Your goal – Rescale the data between the line holding "Would you kindly point at the sidewalk" and the line holding "<point>93,1216</point>", inclusive, reproducing every line in full. Multiply each coordinate in the answers by 0.65 and round to whole numbers, with halves rounding up.

Excerpts of pointing data
--- begin ---

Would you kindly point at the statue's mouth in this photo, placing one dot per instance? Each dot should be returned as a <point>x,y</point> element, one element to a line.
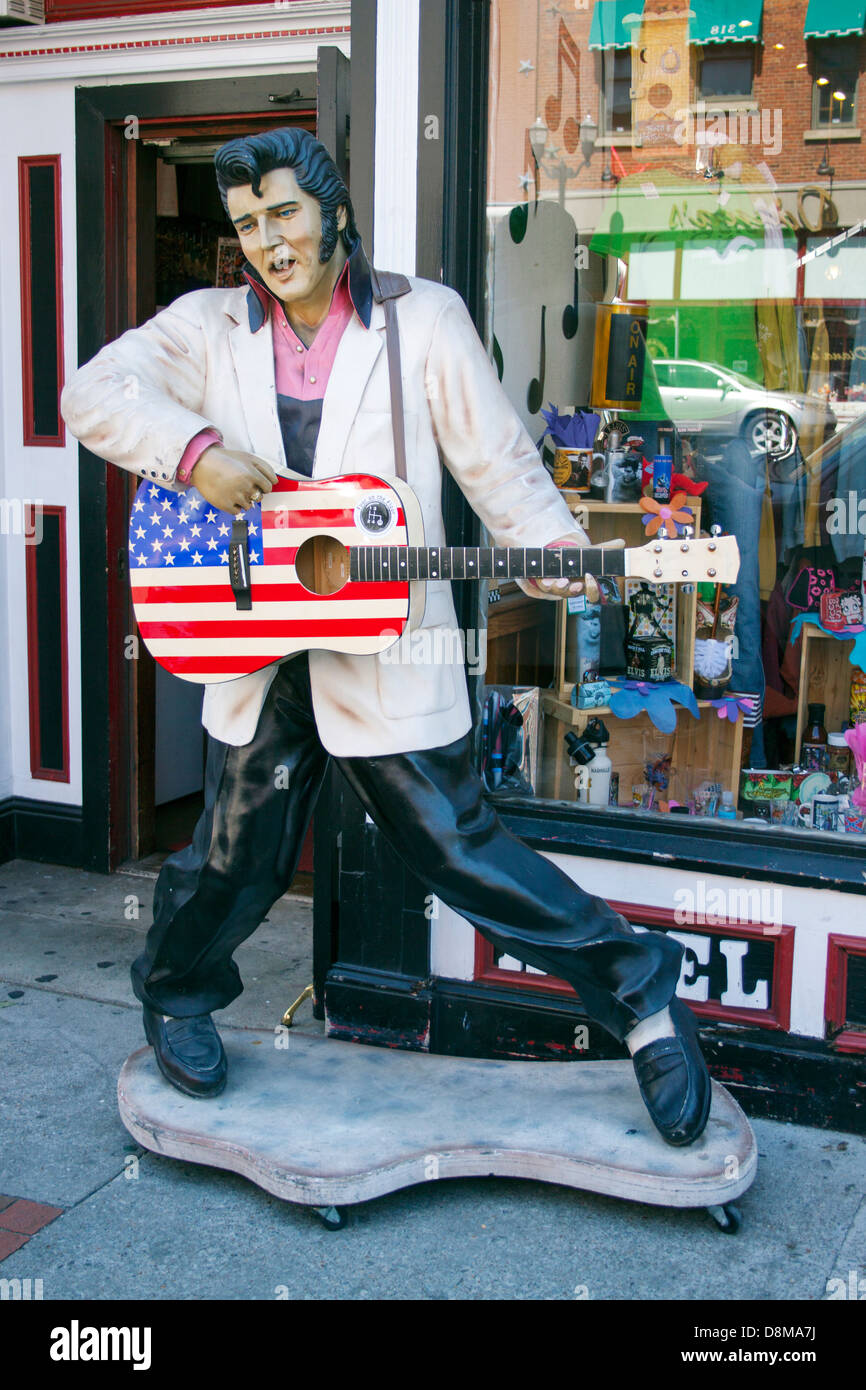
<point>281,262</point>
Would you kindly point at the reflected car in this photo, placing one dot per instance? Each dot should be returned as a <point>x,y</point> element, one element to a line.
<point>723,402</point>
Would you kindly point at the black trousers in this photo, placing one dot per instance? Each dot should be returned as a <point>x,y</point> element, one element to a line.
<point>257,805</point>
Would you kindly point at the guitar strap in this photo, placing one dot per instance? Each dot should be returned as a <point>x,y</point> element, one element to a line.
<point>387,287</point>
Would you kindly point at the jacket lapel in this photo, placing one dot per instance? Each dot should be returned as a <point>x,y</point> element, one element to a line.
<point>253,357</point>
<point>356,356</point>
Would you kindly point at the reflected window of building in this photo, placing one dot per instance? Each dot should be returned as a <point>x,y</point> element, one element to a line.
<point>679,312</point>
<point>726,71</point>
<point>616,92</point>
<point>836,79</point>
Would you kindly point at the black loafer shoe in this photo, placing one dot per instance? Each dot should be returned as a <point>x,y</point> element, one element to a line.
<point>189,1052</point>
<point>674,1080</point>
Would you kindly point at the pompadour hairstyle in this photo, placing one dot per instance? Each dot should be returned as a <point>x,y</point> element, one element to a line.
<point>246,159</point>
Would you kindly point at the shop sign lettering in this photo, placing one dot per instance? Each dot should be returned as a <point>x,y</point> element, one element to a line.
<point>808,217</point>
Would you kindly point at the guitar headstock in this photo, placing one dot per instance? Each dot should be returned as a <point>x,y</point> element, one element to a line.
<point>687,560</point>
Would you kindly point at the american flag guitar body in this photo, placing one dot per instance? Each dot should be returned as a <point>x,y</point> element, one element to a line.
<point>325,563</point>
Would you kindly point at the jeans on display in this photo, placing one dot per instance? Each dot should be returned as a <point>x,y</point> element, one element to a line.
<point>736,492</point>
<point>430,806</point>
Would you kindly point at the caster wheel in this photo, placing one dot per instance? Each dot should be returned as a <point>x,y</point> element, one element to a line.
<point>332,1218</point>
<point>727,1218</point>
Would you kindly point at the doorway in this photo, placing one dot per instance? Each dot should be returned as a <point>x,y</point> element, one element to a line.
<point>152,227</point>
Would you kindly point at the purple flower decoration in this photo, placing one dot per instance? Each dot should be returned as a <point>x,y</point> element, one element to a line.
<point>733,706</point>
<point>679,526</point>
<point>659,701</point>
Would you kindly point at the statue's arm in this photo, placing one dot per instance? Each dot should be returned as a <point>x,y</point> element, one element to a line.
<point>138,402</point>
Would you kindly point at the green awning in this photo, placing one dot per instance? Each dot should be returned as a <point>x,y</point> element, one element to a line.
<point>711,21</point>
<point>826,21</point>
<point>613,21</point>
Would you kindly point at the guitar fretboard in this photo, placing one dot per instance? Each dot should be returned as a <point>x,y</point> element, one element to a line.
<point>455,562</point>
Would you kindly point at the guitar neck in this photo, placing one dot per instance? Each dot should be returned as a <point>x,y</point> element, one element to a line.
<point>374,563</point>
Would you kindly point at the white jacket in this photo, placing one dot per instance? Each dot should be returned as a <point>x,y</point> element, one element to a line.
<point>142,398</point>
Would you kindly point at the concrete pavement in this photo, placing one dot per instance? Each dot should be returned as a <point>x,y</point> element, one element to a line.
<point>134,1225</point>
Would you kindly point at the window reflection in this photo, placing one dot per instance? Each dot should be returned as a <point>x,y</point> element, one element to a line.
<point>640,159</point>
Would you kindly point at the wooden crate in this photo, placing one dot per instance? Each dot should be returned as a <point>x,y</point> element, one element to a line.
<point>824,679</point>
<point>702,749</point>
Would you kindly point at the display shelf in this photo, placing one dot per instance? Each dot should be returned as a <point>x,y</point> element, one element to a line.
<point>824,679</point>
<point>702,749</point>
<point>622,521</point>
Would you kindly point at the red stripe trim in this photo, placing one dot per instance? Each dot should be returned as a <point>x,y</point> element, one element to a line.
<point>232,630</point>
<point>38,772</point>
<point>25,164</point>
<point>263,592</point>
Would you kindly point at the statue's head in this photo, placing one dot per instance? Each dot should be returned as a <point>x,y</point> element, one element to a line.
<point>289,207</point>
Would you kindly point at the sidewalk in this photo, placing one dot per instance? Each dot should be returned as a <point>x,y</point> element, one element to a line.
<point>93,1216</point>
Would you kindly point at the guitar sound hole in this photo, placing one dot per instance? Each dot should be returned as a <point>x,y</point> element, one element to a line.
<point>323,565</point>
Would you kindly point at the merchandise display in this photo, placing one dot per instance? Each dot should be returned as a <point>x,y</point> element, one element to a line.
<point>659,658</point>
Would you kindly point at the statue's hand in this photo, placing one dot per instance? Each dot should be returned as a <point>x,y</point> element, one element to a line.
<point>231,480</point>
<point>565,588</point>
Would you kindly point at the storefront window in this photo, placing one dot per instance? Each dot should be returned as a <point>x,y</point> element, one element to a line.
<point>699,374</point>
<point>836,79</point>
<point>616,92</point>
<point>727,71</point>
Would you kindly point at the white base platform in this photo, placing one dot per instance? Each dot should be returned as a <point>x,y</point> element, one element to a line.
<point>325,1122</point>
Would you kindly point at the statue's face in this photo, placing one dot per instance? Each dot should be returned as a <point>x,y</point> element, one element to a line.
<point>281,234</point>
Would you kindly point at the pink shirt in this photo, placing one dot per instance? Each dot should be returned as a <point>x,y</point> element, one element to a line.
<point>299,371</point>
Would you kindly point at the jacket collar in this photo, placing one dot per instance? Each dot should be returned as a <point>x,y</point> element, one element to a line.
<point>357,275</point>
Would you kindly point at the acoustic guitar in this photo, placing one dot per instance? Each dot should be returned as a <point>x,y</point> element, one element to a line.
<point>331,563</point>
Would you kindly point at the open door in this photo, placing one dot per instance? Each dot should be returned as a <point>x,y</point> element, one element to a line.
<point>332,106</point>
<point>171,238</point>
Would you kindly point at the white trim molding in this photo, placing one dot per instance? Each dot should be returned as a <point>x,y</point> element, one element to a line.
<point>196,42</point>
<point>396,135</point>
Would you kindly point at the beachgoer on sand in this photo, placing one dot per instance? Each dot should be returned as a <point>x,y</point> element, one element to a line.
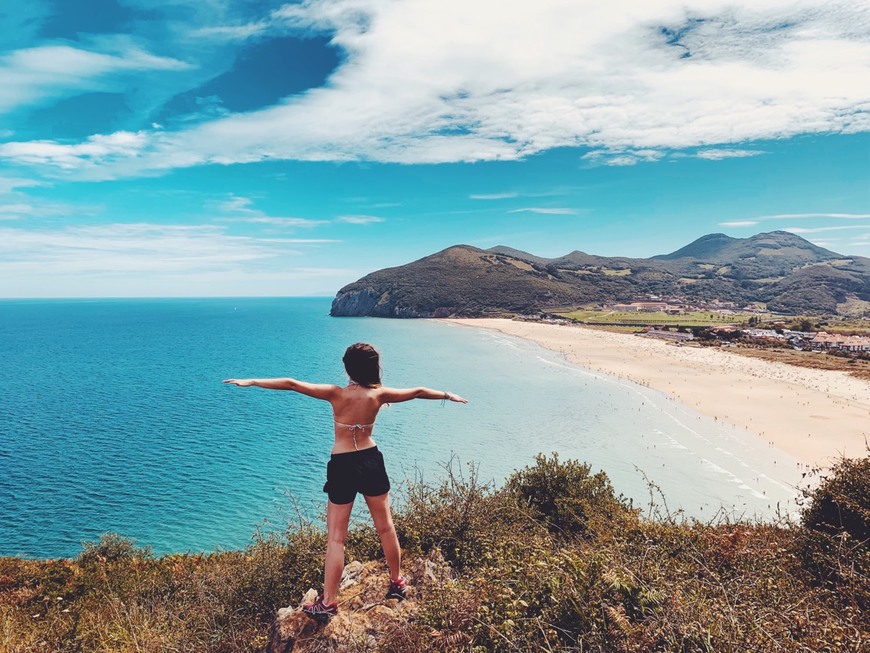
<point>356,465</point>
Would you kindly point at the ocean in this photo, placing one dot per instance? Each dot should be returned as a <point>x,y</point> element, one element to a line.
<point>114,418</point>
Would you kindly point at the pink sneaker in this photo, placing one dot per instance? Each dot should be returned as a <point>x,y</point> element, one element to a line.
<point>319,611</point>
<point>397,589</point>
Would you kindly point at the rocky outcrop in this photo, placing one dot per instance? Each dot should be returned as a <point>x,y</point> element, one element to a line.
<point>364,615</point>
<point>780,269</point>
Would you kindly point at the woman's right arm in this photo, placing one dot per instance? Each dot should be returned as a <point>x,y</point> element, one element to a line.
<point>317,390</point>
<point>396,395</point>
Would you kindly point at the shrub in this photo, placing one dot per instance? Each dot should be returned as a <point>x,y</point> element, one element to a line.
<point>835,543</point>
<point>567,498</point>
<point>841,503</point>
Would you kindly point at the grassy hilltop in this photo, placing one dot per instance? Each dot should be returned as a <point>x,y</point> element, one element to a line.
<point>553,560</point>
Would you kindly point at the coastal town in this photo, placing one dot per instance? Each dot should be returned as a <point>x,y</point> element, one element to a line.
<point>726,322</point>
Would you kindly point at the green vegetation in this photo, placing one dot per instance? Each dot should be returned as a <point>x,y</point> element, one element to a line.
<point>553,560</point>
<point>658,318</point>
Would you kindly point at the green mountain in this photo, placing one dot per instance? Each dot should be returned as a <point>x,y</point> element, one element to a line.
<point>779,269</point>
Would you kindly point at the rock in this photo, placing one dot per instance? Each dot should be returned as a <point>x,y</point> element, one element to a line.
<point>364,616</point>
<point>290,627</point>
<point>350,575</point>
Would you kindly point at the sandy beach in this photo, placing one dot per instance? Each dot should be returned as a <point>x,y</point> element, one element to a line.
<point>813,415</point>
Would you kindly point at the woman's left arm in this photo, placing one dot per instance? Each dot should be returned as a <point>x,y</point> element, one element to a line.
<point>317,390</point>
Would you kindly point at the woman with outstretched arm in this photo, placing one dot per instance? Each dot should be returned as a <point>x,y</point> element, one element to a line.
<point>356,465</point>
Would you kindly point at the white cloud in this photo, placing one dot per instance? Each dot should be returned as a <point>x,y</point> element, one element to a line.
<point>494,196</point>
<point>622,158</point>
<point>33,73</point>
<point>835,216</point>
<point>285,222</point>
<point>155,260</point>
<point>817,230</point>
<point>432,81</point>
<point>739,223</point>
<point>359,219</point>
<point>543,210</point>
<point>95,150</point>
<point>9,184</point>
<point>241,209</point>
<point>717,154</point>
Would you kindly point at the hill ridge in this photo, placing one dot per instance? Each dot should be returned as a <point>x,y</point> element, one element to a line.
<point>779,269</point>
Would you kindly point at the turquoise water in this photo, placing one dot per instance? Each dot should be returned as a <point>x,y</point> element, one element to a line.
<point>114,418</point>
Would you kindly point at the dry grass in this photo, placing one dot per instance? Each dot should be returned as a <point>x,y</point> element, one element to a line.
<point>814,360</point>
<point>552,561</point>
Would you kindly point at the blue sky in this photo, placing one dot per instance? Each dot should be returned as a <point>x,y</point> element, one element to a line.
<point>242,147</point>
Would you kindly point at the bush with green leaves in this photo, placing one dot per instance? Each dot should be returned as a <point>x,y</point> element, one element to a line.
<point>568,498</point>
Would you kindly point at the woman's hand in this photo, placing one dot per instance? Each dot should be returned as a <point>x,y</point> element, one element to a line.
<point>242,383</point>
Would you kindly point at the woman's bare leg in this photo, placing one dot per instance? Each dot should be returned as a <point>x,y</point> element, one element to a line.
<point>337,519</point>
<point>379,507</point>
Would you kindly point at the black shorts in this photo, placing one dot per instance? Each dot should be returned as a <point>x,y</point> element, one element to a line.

--- end ---

In response –
Would you kindly point at the sidewalk in this photo, placing one dot per instance? Each dot should be returned as a <point>x,y</point> element, one element to a line.
<point>60,790</point>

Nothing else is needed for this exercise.